TASK MATERIAL ->

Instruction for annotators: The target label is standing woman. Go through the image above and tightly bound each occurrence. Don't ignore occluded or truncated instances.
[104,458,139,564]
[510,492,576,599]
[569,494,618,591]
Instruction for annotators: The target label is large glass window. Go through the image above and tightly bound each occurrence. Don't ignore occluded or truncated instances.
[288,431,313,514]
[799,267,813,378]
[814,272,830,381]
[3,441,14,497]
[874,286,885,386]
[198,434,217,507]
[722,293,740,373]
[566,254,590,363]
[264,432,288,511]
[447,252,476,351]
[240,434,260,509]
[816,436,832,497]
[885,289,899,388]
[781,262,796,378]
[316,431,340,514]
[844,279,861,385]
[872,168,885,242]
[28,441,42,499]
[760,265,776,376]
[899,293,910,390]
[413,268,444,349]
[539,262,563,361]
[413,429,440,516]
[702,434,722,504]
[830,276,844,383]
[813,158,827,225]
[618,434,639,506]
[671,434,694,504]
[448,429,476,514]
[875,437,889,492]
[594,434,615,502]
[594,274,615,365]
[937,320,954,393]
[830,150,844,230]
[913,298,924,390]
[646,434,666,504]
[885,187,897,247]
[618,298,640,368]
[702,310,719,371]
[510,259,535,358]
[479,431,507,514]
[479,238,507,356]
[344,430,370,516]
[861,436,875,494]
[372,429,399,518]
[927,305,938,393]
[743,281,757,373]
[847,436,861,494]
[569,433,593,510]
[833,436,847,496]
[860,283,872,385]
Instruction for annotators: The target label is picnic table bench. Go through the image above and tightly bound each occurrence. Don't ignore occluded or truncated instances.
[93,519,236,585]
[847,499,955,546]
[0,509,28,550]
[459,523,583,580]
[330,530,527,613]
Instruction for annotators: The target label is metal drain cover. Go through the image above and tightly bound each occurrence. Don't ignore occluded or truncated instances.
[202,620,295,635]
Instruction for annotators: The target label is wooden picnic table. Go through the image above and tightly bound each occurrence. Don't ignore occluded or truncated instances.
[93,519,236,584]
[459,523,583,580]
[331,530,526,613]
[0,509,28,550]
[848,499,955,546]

PROBLEM ->
Rewrite every line of the entries, from the start through the line containing "[860,283,872,385]", changing nothing except the bounding-box coordinates. Multiply each coordinate by 1.4 and round to a whole number, with halves rounded up.

TASK RESULT ->
Instruction for annotators: The target label is standing woman. Go through the image above and tightly bound each occurrence. Don't ignore occluded or truncated instances.
[146,641,195,790]
[714,689,806,839]
[797,692,865,827]
Instruction for annotators: The target label is large glass window. Go through the image above and tightly bound each occurrence. Don't ignore occluded or truncated instances.
[403,603,438,720]
[1119,374,1138,529]
[1140,381,1162,533]
[4,617,20,696]
[1224,400,1239,540]
[277,608,304,710]
[1011,410,1036,522]
[792,356,826,508]
[370,605,403,715]
[626,353,666,491]
[336,608,364,713]
[1142,610,1165,696]
[1239,405,1259,543]
[1093,367,1114,529]
[442,603,476,720]
[1182,391,1205,539]
[1221,235,1239,339]
[39,617,59,699]
[1064,371,1086,526]
[1259,410,1274,546]
[578,375,622,489]
[755,367,788,505]
[578,601,616,722]
[983,608,1011,706]
[1162,386,1182,536]
[1138,221,1158,315]
[865,608,895,708]
[939,608,972,706]
[627,601,666,720]
[1225,612,1245,689]
[832,608,861,703]
[832,384,861,511]
[1312,448,1336,550]
[1162,210,1182,322]
[1278,417,1294,546]
[904,608,932,706]
[1239,262,1256,346]
[865,417,896,515]
[983,434,1007,519]
[714,363,749,501]
[671,603,710,720]
[671,333,710,498]
[482,602,518,722]
[1205,610,1225,692]
[521,601,559,725]
[1298,427,1313,550]
[1040,393,1060,522]
[1186,610,1205,692]
[797,606,830,714]
[1166,610,1186,694]
[1204,396,1221,539]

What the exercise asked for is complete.